--- start of Exercise inputs ---

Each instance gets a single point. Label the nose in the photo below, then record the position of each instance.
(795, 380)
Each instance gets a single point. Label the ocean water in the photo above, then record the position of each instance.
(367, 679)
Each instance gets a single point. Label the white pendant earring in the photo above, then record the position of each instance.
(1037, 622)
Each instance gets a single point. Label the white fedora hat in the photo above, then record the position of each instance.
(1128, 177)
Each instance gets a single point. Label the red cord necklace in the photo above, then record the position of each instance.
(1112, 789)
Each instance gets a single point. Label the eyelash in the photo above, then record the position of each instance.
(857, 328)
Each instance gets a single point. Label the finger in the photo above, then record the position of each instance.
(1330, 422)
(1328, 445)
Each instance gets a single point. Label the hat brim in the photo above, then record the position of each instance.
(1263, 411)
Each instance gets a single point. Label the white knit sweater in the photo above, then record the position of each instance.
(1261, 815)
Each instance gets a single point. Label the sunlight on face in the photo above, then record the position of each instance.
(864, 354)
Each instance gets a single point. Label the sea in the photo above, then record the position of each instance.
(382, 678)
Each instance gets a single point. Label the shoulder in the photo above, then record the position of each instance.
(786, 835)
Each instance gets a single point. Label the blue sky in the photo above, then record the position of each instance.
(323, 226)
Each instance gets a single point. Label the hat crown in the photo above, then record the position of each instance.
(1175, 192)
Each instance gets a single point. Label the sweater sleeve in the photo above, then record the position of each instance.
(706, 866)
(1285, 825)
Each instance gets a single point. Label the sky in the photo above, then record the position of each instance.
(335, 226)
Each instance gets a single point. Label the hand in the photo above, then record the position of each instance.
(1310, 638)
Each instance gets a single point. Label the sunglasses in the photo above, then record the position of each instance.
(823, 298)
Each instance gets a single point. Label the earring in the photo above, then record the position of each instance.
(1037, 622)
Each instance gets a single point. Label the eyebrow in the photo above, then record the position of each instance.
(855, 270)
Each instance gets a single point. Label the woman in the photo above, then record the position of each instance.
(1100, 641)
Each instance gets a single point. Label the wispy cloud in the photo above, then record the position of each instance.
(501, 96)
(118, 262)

--- end of Exercise inputs ---

(Exercise prompt): Reproduce word for word every line from the one containing "Each instance gets a single point. Label the wispy" through the end of the items.

(Output for this exercise):
Each instance gets a single point. Label the wispy cloud in the photo above, then record the position of each instance.
(501, 96)
(118, 262)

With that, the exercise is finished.